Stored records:
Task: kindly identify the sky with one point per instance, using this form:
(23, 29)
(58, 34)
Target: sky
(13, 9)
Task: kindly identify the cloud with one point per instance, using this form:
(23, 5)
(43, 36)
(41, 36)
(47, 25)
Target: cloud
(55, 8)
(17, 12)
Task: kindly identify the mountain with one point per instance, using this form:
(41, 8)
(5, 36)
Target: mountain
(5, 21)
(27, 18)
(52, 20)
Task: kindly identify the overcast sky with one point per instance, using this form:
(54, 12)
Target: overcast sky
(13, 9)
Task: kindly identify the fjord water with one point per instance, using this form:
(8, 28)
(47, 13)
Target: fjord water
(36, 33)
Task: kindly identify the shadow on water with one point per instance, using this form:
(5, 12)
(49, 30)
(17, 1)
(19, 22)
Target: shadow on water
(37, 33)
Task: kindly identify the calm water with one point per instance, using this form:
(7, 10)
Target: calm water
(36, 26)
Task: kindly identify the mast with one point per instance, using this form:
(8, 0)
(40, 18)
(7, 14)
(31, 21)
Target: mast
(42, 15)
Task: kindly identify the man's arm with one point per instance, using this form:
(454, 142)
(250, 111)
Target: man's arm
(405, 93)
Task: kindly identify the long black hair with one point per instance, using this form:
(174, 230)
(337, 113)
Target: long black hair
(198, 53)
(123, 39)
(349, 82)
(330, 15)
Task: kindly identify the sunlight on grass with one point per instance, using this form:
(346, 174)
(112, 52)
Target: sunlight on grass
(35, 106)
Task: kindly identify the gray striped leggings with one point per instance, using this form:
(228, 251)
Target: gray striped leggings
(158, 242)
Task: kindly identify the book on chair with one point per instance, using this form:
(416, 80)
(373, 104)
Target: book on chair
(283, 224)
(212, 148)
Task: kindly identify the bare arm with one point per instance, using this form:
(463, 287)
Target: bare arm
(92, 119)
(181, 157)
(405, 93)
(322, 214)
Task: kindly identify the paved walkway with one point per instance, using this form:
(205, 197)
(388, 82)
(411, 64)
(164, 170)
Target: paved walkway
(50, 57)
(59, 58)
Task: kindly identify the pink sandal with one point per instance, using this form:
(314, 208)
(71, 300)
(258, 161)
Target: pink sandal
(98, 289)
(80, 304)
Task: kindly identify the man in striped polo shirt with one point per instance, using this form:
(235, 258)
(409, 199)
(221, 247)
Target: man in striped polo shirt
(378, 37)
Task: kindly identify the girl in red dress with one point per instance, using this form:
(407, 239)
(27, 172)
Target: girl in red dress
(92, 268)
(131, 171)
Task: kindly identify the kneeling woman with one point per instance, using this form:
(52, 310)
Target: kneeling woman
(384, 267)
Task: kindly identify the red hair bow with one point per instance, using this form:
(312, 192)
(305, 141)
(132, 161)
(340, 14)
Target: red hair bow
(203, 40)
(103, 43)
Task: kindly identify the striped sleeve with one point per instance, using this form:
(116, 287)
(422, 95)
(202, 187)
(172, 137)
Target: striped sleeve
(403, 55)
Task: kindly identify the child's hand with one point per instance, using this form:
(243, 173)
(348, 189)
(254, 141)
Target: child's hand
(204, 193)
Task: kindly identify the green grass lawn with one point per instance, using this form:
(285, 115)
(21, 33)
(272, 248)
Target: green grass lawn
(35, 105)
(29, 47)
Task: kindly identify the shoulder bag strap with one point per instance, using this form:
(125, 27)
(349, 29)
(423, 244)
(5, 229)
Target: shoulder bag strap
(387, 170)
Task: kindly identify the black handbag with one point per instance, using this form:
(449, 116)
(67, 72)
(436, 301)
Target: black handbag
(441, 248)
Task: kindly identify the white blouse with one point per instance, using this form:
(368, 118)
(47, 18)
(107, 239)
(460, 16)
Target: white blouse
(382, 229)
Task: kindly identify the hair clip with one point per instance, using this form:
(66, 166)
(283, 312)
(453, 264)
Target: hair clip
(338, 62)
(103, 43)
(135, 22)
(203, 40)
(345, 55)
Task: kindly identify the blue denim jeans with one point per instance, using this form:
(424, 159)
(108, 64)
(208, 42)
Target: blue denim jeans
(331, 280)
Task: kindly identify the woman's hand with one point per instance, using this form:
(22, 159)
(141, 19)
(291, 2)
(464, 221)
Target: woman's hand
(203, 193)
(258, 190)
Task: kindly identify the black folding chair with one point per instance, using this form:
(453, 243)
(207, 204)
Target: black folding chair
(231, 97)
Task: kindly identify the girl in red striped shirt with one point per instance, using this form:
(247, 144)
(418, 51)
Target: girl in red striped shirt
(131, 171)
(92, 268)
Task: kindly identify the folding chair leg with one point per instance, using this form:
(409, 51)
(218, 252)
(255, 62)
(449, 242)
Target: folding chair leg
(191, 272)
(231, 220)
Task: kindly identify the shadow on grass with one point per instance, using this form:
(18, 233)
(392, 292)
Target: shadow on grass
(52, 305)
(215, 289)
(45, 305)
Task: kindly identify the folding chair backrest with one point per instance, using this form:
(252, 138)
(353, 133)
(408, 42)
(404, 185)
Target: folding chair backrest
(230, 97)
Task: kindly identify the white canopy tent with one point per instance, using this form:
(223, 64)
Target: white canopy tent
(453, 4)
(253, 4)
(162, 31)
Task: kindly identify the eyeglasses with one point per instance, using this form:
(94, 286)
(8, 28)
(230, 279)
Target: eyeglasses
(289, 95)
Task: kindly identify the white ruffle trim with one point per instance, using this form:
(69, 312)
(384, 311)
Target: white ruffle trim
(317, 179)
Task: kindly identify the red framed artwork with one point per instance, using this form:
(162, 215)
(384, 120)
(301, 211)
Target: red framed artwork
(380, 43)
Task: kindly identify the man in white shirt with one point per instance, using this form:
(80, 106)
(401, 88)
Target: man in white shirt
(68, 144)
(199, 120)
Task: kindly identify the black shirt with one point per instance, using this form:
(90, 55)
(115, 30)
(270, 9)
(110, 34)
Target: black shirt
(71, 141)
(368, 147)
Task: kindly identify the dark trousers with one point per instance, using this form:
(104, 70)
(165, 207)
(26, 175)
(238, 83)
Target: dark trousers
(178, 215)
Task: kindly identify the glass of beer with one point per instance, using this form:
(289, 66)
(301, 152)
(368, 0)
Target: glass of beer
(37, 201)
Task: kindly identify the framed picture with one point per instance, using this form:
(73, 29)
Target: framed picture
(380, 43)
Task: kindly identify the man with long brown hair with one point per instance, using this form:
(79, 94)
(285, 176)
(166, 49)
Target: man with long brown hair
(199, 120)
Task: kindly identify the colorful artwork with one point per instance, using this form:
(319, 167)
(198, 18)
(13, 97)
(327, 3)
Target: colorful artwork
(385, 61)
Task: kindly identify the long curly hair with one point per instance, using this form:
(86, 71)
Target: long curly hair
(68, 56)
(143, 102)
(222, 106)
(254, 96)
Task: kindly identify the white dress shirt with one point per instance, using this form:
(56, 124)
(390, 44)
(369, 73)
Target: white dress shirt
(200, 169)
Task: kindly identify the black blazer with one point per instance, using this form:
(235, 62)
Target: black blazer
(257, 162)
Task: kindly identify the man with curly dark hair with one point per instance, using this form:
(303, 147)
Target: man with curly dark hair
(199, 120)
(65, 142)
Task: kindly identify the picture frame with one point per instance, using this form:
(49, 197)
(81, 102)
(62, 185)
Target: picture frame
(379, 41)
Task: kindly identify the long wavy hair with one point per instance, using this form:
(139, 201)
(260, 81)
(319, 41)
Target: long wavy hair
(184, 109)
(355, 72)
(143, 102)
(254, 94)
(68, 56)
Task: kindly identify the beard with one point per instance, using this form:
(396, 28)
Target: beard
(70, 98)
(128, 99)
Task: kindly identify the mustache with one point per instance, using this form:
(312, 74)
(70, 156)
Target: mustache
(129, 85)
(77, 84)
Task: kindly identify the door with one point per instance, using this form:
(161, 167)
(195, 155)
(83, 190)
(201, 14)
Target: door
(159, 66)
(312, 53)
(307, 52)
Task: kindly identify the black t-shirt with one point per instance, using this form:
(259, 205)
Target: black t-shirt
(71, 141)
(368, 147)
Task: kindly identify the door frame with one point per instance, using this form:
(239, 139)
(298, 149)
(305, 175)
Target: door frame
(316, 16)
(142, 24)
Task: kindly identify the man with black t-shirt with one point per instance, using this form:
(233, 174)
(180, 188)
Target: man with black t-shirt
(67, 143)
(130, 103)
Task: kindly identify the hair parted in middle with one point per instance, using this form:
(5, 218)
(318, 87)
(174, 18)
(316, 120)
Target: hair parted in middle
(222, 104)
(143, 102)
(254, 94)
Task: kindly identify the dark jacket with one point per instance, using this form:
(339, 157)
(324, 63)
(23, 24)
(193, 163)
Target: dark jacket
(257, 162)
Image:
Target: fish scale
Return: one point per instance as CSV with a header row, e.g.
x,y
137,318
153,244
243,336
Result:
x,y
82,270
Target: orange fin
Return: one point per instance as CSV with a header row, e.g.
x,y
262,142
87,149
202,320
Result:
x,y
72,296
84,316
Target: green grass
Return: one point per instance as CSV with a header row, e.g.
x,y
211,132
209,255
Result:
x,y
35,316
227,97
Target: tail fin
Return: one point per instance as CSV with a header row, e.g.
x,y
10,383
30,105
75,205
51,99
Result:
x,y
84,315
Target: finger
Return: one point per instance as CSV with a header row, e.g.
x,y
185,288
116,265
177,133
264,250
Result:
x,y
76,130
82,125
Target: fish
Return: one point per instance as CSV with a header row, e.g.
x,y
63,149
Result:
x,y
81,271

◆ **Exercise**: Output each line exactly, from the first line of the data down to the line that contains "Task: kindly identify the calm", both included.

◆ **Answer area**:
Task: kindly identify the sky with one point per instance, using this form:
(23, 29)
(58, 34)
Target: sky
(13, 9)
Task: kindly identify the cloud with one point per instance, using this form:
(23, 5)
(43, 36)
(41, 36)
(47, 25)
Target: cloud
(55, 8)
(17, 12)
Task: kindly identify the mountain with one point per instance, using this form:
(41, 8)
(5, 36)
Target: mountain
(5, 21)
(27, 18)
(52, 20)
Task: kindly identify the overcast sky with one point per instance, using this form:
(54, 12)
Target: overcast sky
(13, 9)
Task: kindly identify the fjord water with one point per instance, using this form:
(8, 28)
(47, 13)
Target: fjord water
(36, 33)
Task: kindly identify the shadow on water with one point per instance, using this form:
(5, 12)
(49, 30)
(17, 1)
(19, 22)
Target: shadow on water
(37, 33)
Task: kindly identify the calm water with one point per instance, using this form:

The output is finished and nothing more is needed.